▼

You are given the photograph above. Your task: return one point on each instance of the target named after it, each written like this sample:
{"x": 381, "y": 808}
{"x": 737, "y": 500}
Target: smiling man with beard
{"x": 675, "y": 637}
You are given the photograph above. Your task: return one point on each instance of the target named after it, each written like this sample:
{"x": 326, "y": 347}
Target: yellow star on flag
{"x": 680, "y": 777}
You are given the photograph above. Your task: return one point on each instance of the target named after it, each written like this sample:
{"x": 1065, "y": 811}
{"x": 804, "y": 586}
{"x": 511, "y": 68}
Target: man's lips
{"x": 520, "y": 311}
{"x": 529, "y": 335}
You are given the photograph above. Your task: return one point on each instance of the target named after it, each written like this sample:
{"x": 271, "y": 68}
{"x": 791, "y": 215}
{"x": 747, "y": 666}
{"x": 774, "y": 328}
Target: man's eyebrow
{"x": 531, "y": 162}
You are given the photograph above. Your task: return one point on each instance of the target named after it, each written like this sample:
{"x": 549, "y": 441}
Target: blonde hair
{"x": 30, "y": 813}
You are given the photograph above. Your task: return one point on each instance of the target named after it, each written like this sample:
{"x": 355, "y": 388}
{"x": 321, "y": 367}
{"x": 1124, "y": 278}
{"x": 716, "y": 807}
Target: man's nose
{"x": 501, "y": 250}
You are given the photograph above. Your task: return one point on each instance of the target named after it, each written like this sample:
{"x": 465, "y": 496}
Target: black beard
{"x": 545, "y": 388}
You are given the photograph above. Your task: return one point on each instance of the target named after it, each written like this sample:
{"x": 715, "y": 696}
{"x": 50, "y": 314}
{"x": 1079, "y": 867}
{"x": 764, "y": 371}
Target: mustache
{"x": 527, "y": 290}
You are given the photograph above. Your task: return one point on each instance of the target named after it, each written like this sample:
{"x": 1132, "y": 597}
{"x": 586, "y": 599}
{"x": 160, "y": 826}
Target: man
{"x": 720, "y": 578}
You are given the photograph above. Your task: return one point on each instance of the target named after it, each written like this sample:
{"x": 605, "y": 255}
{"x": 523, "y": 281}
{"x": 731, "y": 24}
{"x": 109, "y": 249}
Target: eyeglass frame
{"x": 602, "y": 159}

▲

> **WORK TO COMPLETE**
Find every line in the rows above that contains the word "beard", and copy each of those lines.

> **FULL SOLUTION**
Target: smiling man with beard
Target: black beard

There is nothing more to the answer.